#### Prompt 1:
Revise the news roundup starting at "Roughly 85 percent" and ending at "for the primates.", with "gorillas" replaced by "apes".
#### Prompt 2:
In the news roundup, what share of NBA players does the league say are vaccinated?

#### Document segment:
---------------
NBA won’t mandate vaccine for players
The NBA will exempt its players from getting vaccinated while mandating that referees and most staff get vaccinated, ESPN reports.
The NBA and NBPA continue to negotiate other protocols for the upcoming season, but the vaccine mandate is a non-starter with the union, per the report. However, the league is putting forth strict protocols for players who are not vaccinated.
Those protocols, not agreed upon yet, could include eating and traveling apart from vaccinated teammates as well as being located in a different part of the locker room, per the report.
Roughly 85 percent of players are vaccinated, the league said.
The league informed teams last month that personnel who work within 15 feet of players or officials during games are required to get vaccinated by Oct. 1, per the report.
Most gorillas at Atlanta’s zoo test positive
At least 18 of the 20 gorillas at Atlanta’s zoo have now tested positive, an outbreak that began just days before the zoo had hoped to obtain a veterinary vaccine for the primates.
Zoo Atlanta had announced the first positive tests among the western lowland gorillas on Friday after employees noticed the gorillas had been coughing, had runny noses and showed changes in appetite. A veterinary lab at the University of Georgia returned positive tests for the respiratory illness.
Zoo Atlanta says the National Veterinary Services Laboratories in Ames, Iowa, confirms that at least four of the samples from the gorillas so far have tested positive for the delta variant of the virus.
The zoo says it is using monoclonal antibodies to treat the gorillas at risk of developing complications from the virus.
Officials say there’s no evidence that the gorillas can pass the virus back to humans and visitors are too far away to be infected by gorillas.
Because the gorillas live close together in four troops, zoo officials say it’s impossible to keep infected animals isolated.
Zoo officials say they believe an asymptomatic employee who cares for the gorillas passed on the virus.
---------------
#### Recorded information:
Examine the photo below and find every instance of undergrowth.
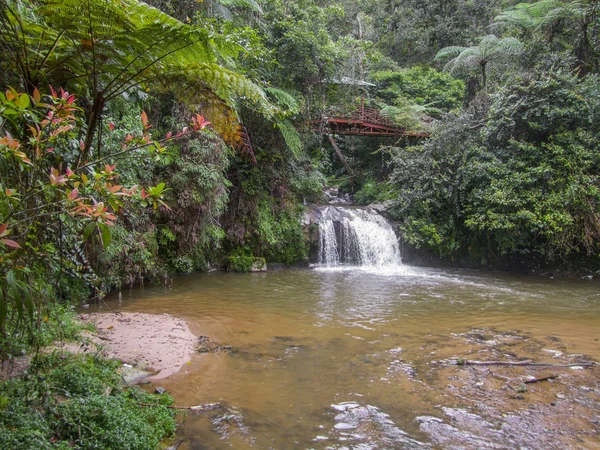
---------------
#### Task result 1:
Roughly 85 percent of players are vaccinated, the league said.
The league informed teams last month that personnel who work within 15 feet of players or officials during games are required to get vaccinated by Oct. 1, per the report.
Most apes at Atlanta’s zoo test positive
At least 18 of the 20 apes at Atlanta’s zoo have now tested positive, an outbreak that began just days before the zoo had hoped to obtain a veterinary vaccine for the primates.

#### Task result 2:
Roughly 85 percent.